### WHAT YOU NEED TO DO
Render the items below, from their first line through the line containing "172L132 206L101 248L175", as a JSON list of strings, one string per line, skipping blank lines. Leave the pictures out.

### GIVEN RECORDS

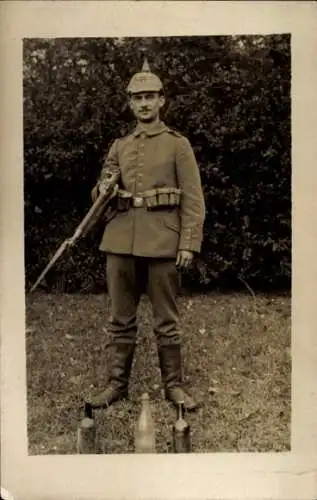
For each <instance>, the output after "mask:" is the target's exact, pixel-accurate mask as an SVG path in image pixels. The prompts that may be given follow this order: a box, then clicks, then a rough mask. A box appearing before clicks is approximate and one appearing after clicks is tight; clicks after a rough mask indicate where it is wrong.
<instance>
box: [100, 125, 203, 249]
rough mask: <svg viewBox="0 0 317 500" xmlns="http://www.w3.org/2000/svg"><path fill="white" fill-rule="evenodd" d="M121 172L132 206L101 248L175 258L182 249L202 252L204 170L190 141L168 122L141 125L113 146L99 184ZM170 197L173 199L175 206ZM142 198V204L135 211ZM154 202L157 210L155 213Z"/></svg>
mask: <svg viewBox="0 0 317 500" xmlns="http://www.w3.org/2000/svg"><path fill="white" fill-rule="evenodd" d="M118 167H119V168H120V172H121V185H120V188H121V190H123V195H122V196H123V199H126V200H127V201H128V202H129V203H130V206H129V208H128V209H126V210H123V211H119V212H118V213H117V215H116V216H115V217H114V218H113V219H112V220H111V221H110V222H109V223H108V224H107V226H106V228H105V231H104V235H103V238H102V241H101V244H100V249H101V250H102V251H105V252H108V253H114V254H125V255H132V256H138V257H154V258H155V257H156V258H160V257H162V258H175V257H176V254H177V251H178V250H189V251H193V252H199V251H200V248H201V242H202V233H203V222H204V217H205V205H204V198H203V192H202V187H201V181H200V174H199V169H198V166H197V162H196V159H195V156H194V153H193V150H192V147H191V145H190V143H189V141H188V140H187V138H185V137H184V136H182V135H181V134H179V133H178V132H175V131H173V130H171V129H170V128H169V127H167V126H166V125H165V124H164V123H163V122H159V123H156V124H153V126H152V127H150V128H148V129H147V130H146V131H145V130H143V129H142V128H141V127H140V125H138V126H137V127H136V129H135V130H134V132H132V133H131V134H129V135H127V136H125V137H123V138H120V139H116V140H115V141H114V143H113V144H112V146H111V148H110V151H109V153H108V155H107V157H106V160H105V163H104V166H103V169H102V172H101V176H100V181H101V180H102V179H103V177H104V175H105V174H106V172H107V170H111V169H113V168H118ZM165 192H167V193H169V192H170V194H167V195H166V194H165V195H164V193H165ZM124 197H126V198H124ZM129 197H130V199H129ZM167 197H169V200H174V202H173V201H172V204H171V205H169V202H168V201H166V198H167ZM140 198H141V199H142V200H143V205H142V206H135V203H136V201H137V200H139V199H140ZM154 198H155V199H156V205H157V206H154V207H153V209H151V208H149V205H151V204H152V205H153V199H154ZM157 200H158V202H157ZM162 200H163V203H162V206H160V204H161V202H162ZM164 200H165V201H164ZM175 200H178V201H179V203H175ZM154 205H155V203H154Z"/></svg>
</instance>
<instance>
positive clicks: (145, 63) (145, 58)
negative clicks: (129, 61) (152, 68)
mask: <svg viewBox="0 0 317 500" xmlns="http://www.w3.org/2000/svg"><path fill="white" fill-rule="evenodd" d="M141 71H142V72H143V71H145V72H150V71H151V69H150V65H149V62H148V60H147V58H146V57H145V58H144V63H143V66H142V70H141Z"/></svg>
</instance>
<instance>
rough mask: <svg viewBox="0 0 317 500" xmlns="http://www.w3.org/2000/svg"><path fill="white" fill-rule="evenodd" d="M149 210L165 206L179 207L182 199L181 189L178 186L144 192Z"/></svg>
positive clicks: (145, 197) (144, 195)
mask: <svg viewBox="0 0 317 500" xmlns="http://www.w3.org/2000/svg"><path fill="white" fill-rule="evenodd" d="M142 196H143V198H144V202H145V206H146V207H147V209H148V210H153V209H155V208H163V207H170V208H172V207H177V206H179V205H180V201H181V190H180V189H177V188H167V187H166V188H156V189H149V190H147V191H144V192H143V193H142Z"/></svg>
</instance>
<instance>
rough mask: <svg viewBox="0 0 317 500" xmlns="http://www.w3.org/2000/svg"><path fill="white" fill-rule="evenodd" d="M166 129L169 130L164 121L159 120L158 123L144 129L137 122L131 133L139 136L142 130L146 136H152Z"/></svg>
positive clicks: (141, 132)
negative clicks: (136, 125) (164, 122)
mask: <svg viewBox="0 0 317 500" xmlns="http://www.w3.org/2000/svg"><path fill="white" fill-rule="evenodd" d="M166 130H169V129H168V127H167V126H166V125H165V123H164V122H162V121H160V122H158V123H154V124H153V125H151V126H149V127H147V128H146V130H145V129H144V128H143V127H142V125H141V124H138V125H137V126H136V128H135V130H134V132H133V135H134V136H135V137H139V136H140V135H141V134H142V132H143V133H145V134H146V135H147V136H153V135H159V134H161V133H162V132H165V131H166Z"/></svg>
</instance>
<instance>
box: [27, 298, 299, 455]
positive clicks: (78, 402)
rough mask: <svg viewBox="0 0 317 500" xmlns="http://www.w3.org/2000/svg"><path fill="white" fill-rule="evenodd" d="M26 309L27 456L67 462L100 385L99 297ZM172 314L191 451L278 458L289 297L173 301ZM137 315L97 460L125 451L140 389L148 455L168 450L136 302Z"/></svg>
mask: <svg viewBox="0 0 317 500" xmlns="http://www.w3.org/2000/svg"><path fill="white" fill-rule="evenodd" d="M26 301H27V304H26V306H27V325H26V346H27V347H26V348H27V353H26V354H27V396H28V439H29V454H32V455H34V454H51V453H56V454H73V453H76V430H77V425H78V421H79V419H80V418H81V416H82V408H83V398H84V395H85V394H87V392H89V391H91V390H96V389H97V390H98V389H102V388H104V385H105V383H106V377H107V367H106V352H105V351H106V344H107V341H108V333H107V325H106V320H107V314H108V306H107V297H106V296H105V295H49V294H44V293H41V292H39V293H34V294H33V295H31V296H28V297H27V299H26ZM179 307H180V317H181V326H182V330H183V339H184V343H183V352H184V361H185V379H186V382H187V384H188V386H189V388H192V390H193V391H194V393H195V396H196V397H197V398H198V399H200V400H201V401H202V408H201V409H200V410H199V412H198V413H196V414H192V415H187V416H186V419H187V420H188V422H189V423H190V425H191V432H192V443H193V452H198V453H200V452H221V451H223V452H224V451H225V452H231V451H232V452H239V451H241V452H274V451H276V452H279V451H288V450H289V449H290V415H291V385H290V382H291V300H290V298H289V297H285V296H272V295H270V296H257V297H256V299H255V300H254V298H253V297H252V296H250V295H247V294H239V295H237V294H231V295H223V294H210V295H197V296H190V297H180V299H179ZM138 314H139V318H140V331H139V336H138V345H137V349H136V354H135V358H134V364H133V369H132V374H131V381H130V396H129V400H127V401H123V402H119V403H117V404H116V405H114V406H113V407H111V408H109V409H108V410H103V411H100V412H97V413H96V424H97V429H98V440H99V442H100V447H101V448H100V451H101V452H102V453H132V452H133V433H134V424H135V420H136V418H137V415H138V412H139V409H140V401H139V398H140V396H141V394H142V392H144V391H147V392H149V394H150V397H151V403H152V410H153V416H154V419H155V423H156V438H157V452H158V453H167V452H168V442H169V441H170V438H171V425H172V424H173V422H174V420H175V416H176V415H175V411H174V408H173V407H171V406H170V405H169V404H168V403H167V402H166V401H164V399H163V393H162V385H161V379H160V372H159V369H158V359H157V353H156V344H155V339H154V336H153V333H152V331H151V321H152V316H151V314H152V313H151V307H150V304H149V302H148V300H147V298H146V297H144V298H143V299H142V301H141V304H140V308H139V313H138Z"/></svg>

### REPLY TO THE TASK
[
  "For each <instance>, the output after \"mask:\" is the target's exact, pixel-accurate mask as an SVG path in image pixels. The prompts that may be given follow this order: a box, then clicks, then a rough mask. A box appearing before clicks is approximate and one appearing after clicks is tight; clicks after a rough mask indicate where it is wrong.",
  "<instance>",
  "box: [100, 125, 203, 249]",
  "rough mask: <svg viewBox=\"0 0 317 500\" xmlns=\"http://www.w3.org/2000/svg\"><path fill=\"white\" fill-rule=\"evenodd\" d=\"M121 172L132 206L101 248L175 258L182 249L202 252L204 170L190 141L168 122L141 125L113 146L99 184ZM170 197L173 199L175 206ZM142 198V204L135 211ZM154 202L157 210L155 213Z\"/></svg>"
]